→ Problem to solve: Display each line of the listing below that contains the string "wheel". Match case exactly.

→ Raw data:
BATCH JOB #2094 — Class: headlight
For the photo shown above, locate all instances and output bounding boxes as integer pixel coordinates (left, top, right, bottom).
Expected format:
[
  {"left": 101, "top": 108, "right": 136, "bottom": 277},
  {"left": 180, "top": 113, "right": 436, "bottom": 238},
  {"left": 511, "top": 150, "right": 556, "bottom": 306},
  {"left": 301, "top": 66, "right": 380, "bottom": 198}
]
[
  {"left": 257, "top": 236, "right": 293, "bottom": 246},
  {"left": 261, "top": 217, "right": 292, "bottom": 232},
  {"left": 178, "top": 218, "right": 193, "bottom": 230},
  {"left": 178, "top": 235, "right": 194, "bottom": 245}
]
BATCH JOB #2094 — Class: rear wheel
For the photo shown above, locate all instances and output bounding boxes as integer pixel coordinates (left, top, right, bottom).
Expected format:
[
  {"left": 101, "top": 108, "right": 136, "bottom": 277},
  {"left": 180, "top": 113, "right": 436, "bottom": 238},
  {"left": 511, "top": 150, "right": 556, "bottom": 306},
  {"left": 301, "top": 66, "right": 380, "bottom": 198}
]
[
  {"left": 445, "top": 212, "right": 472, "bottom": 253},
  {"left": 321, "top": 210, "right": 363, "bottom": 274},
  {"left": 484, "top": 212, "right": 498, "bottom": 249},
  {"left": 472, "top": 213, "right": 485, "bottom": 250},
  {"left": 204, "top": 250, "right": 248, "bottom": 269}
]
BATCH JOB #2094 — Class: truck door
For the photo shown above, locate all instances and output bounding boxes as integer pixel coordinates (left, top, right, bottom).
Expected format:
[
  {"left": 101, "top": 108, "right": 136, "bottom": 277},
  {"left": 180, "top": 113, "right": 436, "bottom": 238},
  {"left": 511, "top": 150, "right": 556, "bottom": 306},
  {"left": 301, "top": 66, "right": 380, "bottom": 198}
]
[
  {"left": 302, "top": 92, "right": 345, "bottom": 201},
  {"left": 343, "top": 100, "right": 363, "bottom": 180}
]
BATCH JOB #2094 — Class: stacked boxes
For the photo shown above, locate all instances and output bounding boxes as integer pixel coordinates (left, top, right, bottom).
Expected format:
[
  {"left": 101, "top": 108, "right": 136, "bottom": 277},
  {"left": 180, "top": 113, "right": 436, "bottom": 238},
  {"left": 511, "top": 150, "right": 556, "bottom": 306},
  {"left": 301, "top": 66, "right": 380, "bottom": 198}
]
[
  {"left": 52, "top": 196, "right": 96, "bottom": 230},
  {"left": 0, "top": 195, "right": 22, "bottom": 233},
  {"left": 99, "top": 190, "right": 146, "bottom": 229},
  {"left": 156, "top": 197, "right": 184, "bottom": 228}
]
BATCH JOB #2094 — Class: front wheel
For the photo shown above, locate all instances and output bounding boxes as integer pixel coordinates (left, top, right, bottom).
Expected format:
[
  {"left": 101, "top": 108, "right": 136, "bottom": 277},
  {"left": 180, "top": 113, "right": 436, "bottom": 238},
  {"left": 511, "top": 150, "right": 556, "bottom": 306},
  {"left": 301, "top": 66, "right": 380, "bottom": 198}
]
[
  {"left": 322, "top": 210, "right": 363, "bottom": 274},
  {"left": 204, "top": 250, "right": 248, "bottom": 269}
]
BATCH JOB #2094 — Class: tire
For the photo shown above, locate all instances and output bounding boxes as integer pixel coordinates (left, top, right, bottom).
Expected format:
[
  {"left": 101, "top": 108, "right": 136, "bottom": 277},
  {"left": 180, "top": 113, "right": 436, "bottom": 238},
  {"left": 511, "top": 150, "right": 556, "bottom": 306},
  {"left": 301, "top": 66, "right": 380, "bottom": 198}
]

→ Expected answer:
BATCH JOB #2094 — Class: rear wheel
BATCH JOB #2094 — Class: front wheel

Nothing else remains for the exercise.